## ABOUT THIS TASK
Once the line with "end and record the coordinates." is found, return it along with every line after it, exactly, through the end of the material.

## SOURCE DATA
----
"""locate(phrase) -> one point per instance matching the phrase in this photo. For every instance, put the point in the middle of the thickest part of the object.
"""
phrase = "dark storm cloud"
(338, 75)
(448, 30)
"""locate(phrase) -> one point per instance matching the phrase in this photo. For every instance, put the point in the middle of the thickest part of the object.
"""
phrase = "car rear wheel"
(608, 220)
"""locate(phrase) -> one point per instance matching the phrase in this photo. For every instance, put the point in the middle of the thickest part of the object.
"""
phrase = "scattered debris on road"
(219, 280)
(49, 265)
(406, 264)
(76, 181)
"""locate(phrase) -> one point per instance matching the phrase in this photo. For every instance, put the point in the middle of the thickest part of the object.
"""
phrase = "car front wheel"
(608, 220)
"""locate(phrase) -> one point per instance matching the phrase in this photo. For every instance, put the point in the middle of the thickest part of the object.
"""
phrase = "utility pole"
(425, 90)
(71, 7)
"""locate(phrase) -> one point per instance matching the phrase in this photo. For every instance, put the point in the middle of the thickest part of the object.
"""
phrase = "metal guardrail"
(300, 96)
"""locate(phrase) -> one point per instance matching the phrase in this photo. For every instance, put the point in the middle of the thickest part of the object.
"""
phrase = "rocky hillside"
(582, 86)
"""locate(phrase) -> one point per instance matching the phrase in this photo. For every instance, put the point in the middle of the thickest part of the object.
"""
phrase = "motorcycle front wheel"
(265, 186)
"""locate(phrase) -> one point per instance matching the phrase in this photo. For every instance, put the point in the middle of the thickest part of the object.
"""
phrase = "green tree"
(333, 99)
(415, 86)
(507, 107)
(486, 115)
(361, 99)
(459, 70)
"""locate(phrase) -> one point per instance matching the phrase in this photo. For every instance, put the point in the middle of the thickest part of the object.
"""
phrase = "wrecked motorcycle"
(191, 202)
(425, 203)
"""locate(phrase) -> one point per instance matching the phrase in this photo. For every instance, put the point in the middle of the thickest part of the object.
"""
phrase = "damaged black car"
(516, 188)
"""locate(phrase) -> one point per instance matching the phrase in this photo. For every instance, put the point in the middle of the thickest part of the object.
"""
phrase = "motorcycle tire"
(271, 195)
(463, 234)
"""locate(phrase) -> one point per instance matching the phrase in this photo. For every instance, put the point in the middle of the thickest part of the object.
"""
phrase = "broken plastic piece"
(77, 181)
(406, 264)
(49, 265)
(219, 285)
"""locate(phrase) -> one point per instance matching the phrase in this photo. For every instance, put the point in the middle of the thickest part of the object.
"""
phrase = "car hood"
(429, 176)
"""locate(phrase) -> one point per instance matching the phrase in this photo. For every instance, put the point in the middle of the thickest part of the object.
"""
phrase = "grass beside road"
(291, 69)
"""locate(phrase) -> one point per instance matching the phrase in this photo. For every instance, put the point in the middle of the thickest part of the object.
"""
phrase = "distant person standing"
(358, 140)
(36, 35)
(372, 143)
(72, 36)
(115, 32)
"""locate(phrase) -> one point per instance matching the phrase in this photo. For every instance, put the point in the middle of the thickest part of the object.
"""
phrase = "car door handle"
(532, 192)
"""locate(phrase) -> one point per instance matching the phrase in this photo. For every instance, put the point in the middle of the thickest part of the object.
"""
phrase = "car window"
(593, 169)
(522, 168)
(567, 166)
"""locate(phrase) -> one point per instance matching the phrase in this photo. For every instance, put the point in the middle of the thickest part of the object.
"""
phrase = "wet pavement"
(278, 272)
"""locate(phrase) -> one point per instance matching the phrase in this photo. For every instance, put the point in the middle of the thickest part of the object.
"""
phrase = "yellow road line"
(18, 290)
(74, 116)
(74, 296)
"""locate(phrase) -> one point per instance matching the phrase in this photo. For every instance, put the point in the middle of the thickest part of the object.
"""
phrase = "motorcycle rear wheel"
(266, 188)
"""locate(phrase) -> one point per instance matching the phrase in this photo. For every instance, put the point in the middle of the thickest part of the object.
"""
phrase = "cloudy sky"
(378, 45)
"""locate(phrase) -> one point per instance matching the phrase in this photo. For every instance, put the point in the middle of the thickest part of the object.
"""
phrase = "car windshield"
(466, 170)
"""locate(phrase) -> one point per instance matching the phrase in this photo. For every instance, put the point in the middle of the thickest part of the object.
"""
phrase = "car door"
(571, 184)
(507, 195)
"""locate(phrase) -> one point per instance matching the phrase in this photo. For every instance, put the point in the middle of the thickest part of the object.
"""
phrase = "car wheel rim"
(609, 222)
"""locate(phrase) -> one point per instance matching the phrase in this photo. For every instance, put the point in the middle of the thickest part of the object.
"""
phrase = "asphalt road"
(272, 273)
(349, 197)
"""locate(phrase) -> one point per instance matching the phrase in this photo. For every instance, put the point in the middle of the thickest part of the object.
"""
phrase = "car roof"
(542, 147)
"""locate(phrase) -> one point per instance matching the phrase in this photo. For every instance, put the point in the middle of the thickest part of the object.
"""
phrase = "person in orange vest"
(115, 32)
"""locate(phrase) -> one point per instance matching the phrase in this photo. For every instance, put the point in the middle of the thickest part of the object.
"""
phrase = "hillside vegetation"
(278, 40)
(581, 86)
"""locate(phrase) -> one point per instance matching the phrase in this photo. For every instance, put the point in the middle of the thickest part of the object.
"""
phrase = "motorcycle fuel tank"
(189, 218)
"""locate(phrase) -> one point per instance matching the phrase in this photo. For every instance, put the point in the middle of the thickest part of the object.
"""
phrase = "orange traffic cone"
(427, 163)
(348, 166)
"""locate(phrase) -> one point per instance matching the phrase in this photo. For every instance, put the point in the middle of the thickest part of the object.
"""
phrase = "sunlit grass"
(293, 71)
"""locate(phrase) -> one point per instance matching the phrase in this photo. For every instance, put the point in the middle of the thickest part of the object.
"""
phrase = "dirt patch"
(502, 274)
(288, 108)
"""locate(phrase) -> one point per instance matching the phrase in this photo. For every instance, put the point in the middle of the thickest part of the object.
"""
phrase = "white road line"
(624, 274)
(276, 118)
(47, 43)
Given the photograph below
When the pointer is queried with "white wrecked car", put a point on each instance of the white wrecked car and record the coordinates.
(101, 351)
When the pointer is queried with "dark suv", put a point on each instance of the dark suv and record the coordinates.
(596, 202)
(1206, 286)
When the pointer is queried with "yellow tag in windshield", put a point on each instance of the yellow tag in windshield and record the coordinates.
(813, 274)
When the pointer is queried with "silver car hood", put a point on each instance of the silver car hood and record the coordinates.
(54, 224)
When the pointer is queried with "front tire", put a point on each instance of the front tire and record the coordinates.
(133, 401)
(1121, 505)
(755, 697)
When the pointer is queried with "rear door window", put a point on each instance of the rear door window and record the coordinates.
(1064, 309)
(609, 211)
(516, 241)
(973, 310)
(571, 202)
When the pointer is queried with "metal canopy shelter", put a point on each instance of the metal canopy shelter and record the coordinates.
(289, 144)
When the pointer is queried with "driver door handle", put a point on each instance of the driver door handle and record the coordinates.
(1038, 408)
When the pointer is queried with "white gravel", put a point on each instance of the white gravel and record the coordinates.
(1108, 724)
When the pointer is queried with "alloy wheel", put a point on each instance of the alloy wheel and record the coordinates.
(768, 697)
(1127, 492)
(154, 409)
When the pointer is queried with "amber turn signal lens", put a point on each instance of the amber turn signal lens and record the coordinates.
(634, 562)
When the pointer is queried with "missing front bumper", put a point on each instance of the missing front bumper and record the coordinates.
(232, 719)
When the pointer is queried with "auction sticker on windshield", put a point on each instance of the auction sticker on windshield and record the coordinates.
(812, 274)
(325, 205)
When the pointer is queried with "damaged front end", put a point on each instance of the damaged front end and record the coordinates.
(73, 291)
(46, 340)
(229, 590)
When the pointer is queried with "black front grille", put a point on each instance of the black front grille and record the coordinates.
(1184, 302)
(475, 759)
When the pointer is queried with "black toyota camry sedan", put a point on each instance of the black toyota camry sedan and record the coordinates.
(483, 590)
----
## WORKED SOLUTION
When the pointer is queried with "damaged front end", put a point on each instance of the damaged front end and record the coordinates.
(73, 291)
(46, 340)
(229, 590)
When the pointer is queried with "black front grille", put a point on each instance of the black front grille and record the coordinates.
(1184, 302)
(475, 759)
When the pointer is queried with "black toyota camry sedan", put a point on each instance of the black toyota camry sedan and record the coordinates.
(483, 590)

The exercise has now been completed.